*** EXTRACTED ENTRIES

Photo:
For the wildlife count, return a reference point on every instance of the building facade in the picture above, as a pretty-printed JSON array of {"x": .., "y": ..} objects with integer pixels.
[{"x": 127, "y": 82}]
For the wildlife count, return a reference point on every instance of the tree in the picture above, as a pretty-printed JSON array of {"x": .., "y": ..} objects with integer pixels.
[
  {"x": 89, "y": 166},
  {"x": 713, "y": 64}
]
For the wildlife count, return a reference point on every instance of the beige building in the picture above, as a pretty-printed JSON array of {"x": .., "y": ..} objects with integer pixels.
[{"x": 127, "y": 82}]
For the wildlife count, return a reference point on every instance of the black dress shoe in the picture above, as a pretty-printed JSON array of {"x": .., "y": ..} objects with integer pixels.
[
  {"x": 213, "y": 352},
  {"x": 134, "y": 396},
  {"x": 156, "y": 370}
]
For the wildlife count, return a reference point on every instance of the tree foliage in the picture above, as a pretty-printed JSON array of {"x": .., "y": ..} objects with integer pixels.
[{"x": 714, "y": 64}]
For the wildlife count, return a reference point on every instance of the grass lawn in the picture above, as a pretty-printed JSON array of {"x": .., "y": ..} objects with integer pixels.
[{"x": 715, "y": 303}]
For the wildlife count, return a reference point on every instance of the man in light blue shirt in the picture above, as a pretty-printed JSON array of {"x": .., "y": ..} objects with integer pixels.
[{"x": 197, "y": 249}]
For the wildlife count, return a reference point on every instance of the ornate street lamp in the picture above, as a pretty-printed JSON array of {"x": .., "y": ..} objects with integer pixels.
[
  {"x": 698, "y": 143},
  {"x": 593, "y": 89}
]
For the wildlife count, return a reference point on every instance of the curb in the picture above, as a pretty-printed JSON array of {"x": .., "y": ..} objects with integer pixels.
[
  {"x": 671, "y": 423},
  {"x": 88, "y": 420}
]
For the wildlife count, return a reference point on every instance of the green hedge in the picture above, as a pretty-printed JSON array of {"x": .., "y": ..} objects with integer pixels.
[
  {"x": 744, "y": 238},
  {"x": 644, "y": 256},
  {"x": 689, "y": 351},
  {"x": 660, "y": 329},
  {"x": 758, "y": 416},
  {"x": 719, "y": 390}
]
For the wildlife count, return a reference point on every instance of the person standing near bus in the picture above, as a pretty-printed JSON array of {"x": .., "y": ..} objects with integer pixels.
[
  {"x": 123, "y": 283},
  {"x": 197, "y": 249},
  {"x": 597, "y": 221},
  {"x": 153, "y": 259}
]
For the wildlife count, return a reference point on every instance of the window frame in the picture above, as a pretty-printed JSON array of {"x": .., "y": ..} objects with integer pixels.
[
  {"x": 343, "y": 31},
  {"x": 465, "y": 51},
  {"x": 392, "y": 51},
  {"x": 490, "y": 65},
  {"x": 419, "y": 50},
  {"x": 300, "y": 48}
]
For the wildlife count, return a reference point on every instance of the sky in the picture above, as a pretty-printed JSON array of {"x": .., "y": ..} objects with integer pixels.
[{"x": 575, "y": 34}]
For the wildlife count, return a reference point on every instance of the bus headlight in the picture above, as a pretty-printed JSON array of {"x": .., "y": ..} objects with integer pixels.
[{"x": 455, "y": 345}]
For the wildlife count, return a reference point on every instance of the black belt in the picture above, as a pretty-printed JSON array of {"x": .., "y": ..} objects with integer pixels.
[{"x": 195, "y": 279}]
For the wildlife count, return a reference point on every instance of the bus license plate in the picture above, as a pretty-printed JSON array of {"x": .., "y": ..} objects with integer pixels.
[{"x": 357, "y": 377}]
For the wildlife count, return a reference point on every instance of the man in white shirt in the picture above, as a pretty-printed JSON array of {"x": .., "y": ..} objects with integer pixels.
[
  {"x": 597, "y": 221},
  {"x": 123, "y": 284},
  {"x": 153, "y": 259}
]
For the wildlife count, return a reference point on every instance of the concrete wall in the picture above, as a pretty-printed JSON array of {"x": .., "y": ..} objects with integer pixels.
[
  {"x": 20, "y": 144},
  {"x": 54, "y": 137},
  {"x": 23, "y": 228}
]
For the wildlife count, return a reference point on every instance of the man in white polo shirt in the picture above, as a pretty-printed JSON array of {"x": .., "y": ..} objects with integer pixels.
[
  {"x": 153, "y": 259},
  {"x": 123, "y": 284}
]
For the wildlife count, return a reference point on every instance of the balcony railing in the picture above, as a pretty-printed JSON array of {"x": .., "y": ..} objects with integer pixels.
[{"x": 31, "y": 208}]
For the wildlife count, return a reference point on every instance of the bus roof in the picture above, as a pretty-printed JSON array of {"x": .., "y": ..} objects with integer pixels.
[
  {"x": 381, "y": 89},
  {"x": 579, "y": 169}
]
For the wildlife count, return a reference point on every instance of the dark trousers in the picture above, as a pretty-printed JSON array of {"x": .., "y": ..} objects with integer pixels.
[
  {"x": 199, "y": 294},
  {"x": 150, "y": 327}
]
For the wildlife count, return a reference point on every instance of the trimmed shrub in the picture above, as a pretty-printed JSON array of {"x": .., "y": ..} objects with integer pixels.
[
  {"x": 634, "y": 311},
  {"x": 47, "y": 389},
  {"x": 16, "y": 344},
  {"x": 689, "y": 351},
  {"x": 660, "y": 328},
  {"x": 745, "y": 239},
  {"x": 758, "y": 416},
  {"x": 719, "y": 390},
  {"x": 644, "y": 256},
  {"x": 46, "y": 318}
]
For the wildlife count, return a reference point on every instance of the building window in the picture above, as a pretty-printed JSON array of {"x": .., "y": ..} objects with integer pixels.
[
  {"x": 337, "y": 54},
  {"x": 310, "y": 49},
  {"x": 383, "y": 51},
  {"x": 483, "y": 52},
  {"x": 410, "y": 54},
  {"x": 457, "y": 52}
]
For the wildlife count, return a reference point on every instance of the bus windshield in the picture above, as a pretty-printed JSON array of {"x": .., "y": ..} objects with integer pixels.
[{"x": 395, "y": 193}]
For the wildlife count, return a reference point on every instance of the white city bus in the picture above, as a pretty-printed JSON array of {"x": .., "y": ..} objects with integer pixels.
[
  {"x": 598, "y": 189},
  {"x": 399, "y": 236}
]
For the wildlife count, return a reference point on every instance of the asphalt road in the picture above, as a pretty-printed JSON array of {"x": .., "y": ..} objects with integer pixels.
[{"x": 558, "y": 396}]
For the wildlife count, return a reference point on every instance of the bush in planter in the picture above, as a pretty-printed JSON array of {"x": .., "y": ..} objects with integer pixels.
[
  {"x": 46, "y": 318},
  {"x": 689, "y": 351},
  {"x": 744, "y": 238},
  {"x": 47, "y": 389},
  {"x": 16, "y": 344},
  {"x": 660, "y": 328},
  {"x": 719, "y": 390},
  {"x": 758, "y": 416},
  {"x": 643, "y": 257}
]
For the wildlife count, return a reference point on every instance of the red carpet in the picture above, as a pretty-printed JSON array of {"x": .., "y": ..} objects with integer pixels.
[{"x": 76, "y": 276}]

******

Word for word, write out all of the entries.

Photo:
For the wildlife count, return a reference point on every instance of the building facade in the picture above, as a pretty-printed JSON array of {"x": .., "y": ..} objects with integer pixels.
[{"x": 127, "y": 82}]
For the wildlife count, return a reference point on every instance of the tree in the picture above, as a pretty-printed JSON array of {"x": .., "y": ..} objects with integer pixels.
[
  {"x": 89, "y": 166},
  {"x": 713, "y": 64}
]
For the wildlife count, return a reference point on every instance of the beige building in the picture above, as a pretty-printed JSON array of {"x": .., "y": ..} objects with integer pixels.
[{"x": 127, "y": 82}]
For the wildlife count, return a reference point on every instance of the black dress shoe in the picture above, as a pretty-printed JSON array of {"x": .., "y": ..} objects with integer pixels.
[
  {"x": 213, "y": 352},
  {"x": 134, "y": 396},
  {"x": 156, "y": 370}
]
For the wildlife count, return a reference point on every instance of the tree foliage in the picture above, as a pretty-printed JSON array of {"x": .., "y": ..} objects with integer pixels.
[{"x": 714, "y": 64}]
For the wildlife count, return a reference point on every instance of the grass lawn in the picture above, as a pretty-printed JSON array of {"x": .., "y": ..} objects with integer pixels.
[{"x": 715, "y": 303}]
For the wildlife count, return a reference point on every instance of the man in light blue shirt in the picture above, as a pretty-printed JSON array of {"x": .., "y": ..} objects with integer pixels.
[{"x": 197, "y": 249}]
For the wildlife count, return a reference point on every instance of the ornate street lamp in the picture above, as a pretty-printed JSON array of {"x": .., "y": ..} objects with integer pixels.
[
  {"x": 698, "y": 143},
  {"x": 593, "y": 89}
]
For the wildlife count, return a reference point on every instance of the curb in the picture above, as a pretty-printed JSON array of {"x": .., "y": ..} objects with integer pixels.
[
  {"x": 671, "y": 423},
  {"x": 88, "y": 420}
]
For the wildlife count, return a reference point on every instance of the green hedge in the picture above, as a pretty-printed JSON array of {"x": .., "y": ..} objects with integer pixels.
[
  {"x": 744, "y": 238},
  {"x": 644, "y": 256},
  {"x": 689, "y": 351},
  {"x": 660, "y": 329},
  {"x": 758, "y": 416},
  {"x": 719, "y": 390}
]
For the wildlife count, return a reference point on every instance of the person standing near bus in the picture above, as a pretty-printed JSON array of {"x": .., "y": ..} objects with integer pixels.
[
  {"x": 123, "y": 283},
  {"x": 197, "y": 249},
  {"x": 597, "y": 221},
  {"x": 153, "y": 259}
]
For the wildlife count, return a reference point on every instance of the window frame in the picture above, as a pretty-printed JSON array of {"x": .., "y": ..} objects with integer pixels.
[
  {"x": 343, "y": 31},
  {"x": 465, "y": 51},
  {"x": 392, "y": 51},
  {"x": 490, "y": 65},
  {"x": 419, "y": 50},
  {"x": 300, "y": 48}
]
For the wildlife count, return a reference point on every instance of the sky in the picture above, as a pretty-printed JSON array of {"x": .., "y": ..} objects with integer pixels.
[{"x": 575, "y": 34}]
For the wildlife count, return a reference point on every instance of the bus headlight in the picture above, as a pretty-printed JSON array of {"x": .., "y": ..} objects with integer pixels.
[{"x": 455, "y": 345}]
For the wildlife count, return a reference point on every instance of the black belt in the picture above, as a pretty-printed JSON array of {"x": .., "y": ..} objects with integer pixels.
[{"x": 195, "y": 279}]
For the wildlife count, return a reference point on every instance of the bus license plate in the picture above, as a pretty-printed JSON array of {"x": .., "y": ..} objects with integer pixels.
[{"x": 357, "y": 377}]
For the wildlife count, return a reference point on every instance of the man in white shirt in the picture above, as a pretty-printed JSON array of {"x": .., "y": ..} objects with integer pixels.
[
  {"x": 597, "y": 221},
  {"x": 123, "y": 284},
  {"x": 153, "y": 259}
]
For the wildlife count, return a reference point on every instance of the concrete wall in the picture above, as a pretty-printed JSON array of {"x": .., "y": ..} objects with integer pixels.
[
  {"x": 20, "y": 144},
  {"x": 54, "y": 137},
  {"x": 23, "y": 228}
]
For the wildlife count, return a reference point on every instance of the man in white polo shirt in the picture above, as a pretty-printed JSON array of {"x": .., "y": ..} objects with integer pixels.
[
  {"x": 153, "y": 259},
  {"x": 123, "y": 284}
]
For the wildlife count, return a reference point on every instance of the balcony railing in the picture above, as a pretty-printed JSON array of {"x": .., "y": ..} objects with integer pixels.
[{"x": 31, "y": 208}]
For the wildlife count, return a reference point on every instance of the bus roof in the picture above, as a pretty-printed JSON array of {"x": .., "y": ..} objects with integer pixels.
[
  {"x": 381, "y": 89},
  {"x": 579, "y": 169}
]
For the wildlife count, return a reference point on every instance of the dark trousers in the picture above, as a pretty-printed JSON array of {"x": .., "y": ..} objects with integer pixels.
[
  {"x": 199, "y": 294},
  {"x": 150, "y": 327}
]
For the wildlife count, return a reference point on every instance of the trimmed shrub in the picture above, as a pretty-printed JSON array of {"x": .., "y": ..} objects with integer pixels.
[
  {"x": 634, "y": 311},
  {"x": 47, "y": 389},
  {"x": 16, "y": 344},
  {"x": 689, "y": 351},
  {"x": 660, "y": 328},
  {"x": 745, "y": 239},
  {"x": 758, "y": 416},
  {"x": 719, "y": 390},
  {"x": 644, "y": 256},
  {"x": 46, "y": 318}
]
For the wildlife count, return a reference point on every instance of the building window in the picture above, as a pretty-printed JSON array of {"x": .., "y": ..} objects with integer pixels.
[
  {"x": 337, "y": 54},
  {"x": 310, "y": 49},
  {"x": 383, "y": 51},
  {"x": 483, "y": 52},
  {"x": 410, "y": 54},
  {"x": 457, "y": 52}
]
For the wildlife count, return a reference point on every instance of the bus windshield in the picture above, as a pretty-printed JSON array of {"x": .., "y": ..} objects with integer pixels.
[{"x": 395, "y": 193}]
For the wildlife count, return a reference point on every instance of the white city bus in the picture above, as a pretty-printed JSON array of {"x": .., "y": ..} objects with integer pixels.
[
  {"x": 598, "y": 189},
  {"x": 399, "y": 236}
]
For the wildlife count, return a reference point on every instance of the asphalt road in the picture above, as a pretty-printed JSON array of {"x": .., "y": ..} objects with integer pixels.
[{"x": 558, "y": 396}]
For the wildlife count, return a reference point on every instance of the bush in planter in the picture above, as a pretty-printed JSON array of {"x": .., "y": ..} objects with integer pixels.
[
  {"x": 46, "y": 318},
  {"x": 689, "y": 351},
  {"x": 744, "y": 238},
  {"x": 47, "y": 389},
  {"x": 16, "y": 344},
  {"x": 660, "y": 328},
  {"x": 719, "y": 390},
  {"x": 758, "y": 416},
  {"x": 643, "y": 257}
]
For the wildlife count, return a reference point on every instance of the red carpet in the picture above, as a pretty-printed JSON array of {"x": .., "y": ..} objects with integer pixels.
[{"x": 76, "y": 276}]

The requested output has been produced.